* Problem description *
Look through the entries below and count the lines that contain "bush". Reply with that number only.

BEGIN

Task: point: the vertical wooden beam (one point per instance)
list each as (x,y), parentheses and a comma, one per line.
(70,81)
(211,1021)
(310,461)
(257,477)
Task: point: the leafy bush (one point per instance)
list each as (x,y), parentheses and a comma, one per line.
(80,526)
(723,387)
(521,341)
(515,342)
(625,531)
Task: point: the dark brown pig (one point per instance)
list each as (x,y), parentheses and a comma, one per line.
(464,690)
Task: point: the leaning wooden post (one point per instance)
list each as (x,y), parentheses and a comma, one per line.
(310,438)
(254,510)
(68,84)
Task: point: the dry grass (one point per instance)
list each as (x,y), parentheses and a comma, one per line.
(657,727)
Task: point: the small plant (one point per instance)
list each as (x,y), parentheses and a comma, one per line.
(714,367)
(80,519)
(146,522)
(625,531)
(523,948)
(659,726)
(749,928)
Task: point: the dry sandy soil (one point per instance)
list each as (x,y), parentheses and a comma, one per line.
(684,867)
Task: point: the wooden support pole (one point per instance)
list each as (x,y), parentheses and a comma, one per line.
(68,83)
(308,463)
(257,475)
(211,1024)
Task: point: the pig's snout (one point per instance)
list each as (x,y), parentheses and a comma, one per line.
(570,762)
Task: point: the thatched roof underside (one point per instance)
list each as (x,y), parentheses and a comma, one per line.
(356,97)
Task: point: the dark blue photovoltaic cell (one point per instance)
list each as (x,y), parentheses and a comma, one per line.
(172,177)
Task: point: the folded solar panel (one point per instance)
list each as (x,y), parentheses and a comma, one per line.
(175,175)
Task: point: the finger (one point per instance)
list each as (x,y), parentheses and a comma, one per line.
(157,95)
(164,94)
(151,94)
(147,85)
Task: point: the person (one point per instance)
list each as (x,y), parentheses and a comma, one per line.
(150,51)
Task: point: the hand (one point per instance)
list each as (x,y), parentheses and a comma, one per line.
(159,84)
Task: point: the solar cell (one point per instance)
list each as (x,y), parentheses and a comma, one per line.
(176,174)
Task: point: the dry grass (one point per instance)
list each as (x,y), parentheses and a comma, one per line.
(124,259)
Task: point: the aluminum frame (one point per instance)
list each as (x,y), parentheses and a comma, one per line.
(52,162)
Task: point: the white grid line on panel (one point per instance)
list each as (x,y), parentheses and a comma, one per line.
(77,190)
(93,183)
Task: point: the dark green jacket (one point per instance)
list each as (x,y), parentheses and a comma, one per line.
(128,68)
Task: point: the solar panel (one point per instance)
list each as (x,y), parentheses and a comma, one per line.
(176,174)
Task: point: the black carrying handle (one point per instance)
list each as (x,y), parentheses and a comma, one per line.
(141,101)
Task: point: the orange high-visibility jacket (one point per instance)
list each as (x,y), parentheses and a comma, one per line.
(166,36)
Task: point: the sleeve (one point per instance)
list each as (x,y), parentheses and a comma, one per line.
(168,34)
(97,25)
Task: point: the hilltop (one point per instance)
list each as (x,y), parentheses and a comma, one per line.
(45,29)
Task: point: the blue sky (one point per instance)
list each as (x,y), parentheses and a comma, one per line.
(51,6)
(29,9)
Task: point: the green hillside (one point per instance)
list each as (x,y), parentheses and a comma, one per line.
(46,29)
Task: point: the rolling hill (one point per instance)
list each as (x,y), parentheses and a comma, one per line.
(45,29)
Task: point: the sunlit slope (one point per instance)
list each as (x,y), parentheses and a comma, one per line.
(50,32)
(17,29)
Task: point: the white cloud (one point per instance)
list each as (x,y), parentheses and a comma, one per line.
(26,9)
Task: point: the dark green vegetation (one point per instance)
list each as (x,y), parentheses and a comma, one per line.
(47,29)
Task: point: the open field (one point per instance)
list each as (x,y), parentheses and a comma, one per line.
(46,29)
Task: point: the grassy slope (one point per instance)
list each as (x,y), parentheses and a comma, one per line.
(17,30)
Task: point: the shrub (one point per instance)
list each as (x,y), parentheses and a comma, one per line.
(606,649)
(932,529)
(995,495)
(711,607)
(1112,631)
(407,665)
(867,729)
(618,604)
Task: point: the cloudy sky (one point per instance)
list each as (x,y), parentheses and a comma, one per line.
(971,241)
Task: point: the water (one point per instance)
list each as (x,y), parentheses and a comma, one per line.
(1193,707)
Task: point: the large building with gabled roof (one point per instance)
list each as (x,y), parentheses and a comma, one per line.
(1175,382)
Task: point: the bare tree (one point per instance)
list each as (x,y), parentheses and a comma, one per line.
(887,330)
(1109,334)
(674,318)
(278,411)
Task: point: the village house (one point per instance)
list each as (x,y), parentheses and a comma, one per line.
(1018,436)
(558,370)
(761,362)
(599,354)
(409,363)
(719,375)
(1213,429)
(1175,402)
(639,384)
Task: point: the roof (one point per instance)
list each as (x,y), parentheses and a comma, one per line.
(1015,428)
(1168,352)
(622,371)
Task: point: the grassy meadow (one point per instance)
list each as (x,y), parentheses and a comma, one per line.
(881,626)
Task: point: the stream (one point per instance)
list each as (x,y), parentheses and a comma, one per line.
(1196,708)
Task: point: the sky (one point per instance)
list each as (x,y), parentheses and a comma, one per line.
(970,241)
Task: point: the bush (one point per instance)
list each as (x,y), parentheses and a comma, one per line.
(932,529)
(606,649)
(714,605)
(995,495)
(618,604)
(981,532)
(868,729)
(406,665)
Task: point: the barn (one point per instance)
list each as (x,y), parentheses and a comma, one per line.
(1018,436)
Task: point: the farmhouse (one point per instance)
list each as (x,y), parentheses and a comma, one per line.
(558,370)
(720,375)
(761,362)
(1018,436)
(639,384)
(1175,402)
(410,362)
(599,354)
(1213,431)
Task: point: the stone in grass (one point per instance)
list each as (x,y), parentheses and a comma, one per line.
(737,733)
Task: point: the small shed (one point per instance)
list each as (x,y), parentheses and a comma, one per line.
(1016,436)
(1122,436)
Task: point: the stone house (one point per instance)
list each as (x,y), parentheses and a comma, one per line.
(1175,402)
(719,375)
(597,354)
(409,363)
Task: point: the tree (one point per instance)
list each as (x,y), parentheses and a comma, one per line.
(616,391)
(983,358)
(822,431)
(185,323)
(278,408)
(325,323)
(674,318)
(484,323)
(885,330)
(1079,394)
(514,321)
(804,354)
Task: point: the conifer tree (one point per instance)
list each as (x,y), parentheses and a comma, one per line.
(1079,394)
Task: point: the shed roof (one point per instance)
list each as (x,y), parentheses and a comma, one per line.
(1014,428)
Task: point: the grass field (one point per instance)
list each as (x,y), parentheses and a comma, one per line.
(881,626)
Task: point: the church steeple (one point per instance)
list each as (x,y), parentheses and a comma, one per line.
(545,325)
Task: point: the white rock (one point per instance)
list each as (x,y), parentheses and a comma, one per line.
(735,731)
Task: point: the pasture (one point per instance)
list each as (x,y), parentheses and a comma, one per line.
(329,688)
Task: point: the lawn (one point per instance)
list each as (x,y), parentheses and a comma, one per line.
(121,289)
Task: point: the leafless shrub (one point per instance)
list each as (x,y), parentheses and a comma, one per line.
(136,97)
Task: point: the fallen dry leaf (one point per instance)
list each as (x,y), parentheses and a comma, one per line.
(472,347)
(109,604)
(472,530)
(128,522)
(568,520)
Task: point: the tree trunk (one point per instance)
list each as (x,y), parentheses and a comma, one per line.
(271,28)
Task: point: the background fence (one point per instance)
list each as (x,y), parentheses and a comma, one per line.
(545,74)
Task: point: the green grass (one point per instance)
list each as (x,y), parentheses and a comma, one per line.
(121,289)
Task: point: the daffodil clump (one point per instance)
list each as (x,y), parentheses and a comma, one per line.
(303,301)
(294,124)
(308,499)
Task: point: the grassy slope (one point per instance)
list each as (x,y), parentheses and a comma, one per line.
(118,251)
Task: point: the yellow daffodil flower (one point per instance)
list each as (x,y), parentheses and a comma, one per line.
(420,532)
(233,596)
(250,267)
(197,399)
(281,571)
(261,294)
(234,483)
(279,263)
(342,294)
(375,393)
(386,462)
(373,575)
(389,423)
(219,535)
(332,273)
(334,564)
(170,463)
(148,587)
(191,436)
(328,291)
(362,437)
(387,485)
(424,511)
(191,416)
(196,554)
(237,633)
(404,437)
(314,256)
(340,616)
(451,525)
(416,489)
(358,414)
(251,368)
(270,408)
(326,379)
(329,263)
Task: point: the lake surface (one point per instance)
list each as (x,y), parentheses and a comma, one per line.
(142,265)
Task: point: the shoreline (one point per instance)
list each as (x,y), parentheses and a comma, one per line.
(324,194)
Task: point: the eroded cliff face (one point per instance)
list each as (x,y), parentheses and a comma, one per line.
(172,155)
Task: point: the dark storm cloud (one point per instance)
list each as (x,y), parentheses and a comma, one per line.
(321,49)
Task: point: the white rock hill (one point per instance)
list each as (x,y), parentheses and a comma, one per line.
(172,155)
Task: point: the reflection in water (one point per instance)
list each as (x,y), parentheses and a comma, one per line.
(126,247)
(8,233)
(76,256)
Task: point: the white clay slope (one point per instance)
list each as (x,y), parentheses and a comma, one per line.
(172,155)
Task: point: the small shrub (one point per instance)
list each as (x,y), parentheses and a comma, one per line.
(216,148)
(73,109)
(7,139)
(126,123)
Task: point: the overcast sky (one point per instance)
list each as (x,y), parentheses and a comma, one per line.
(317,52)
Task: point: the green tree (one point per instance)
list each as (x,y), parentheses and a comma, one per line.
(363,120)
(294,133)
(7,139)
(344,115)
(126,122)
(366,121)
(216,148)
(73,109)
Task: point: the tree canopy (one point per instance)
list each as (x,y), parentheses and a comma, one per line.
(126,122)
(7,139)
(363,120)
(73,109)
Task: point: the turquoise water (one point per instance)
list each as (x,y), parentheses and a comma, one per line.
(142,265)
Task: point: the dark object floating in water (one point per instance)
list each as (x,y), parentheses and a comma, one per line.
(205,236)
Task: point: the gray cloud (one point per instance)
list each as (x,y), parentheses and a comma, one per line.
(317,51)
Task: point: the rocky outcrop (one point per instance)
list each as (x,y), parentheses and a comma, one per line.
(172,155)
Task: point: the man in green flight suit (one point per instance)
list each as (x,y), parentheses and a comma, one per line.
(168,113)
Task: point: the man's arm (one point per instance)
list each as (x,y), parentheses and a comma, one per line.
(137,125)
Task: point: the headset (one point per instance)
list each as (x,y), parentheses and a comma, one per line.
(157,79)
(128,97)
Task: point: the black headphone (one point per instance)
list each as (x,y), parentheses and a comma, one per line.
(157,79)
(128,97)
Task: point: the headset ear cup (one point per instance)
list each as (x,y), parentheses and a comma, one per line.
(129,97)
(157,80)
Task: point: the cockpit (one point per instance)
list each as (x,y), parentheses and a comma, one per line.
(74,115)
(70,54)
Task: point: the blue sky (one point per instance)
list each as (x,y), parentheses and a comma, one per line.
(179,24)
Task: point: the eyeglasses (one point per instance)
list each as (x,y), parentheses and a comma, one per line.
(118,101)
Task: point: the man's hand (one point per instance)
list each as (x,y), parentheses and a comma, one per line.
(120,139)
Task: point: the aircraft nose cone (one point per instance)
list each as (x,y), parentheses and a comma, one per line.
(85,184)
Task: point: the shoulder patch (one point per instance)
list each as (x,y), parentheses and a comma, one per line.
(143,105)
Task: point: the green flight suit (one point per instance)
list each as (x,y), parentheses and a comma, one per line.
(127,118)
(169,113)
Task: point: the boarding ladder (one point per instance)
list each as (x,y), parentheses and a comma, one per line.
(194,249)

END

* Solution to the exercise *
2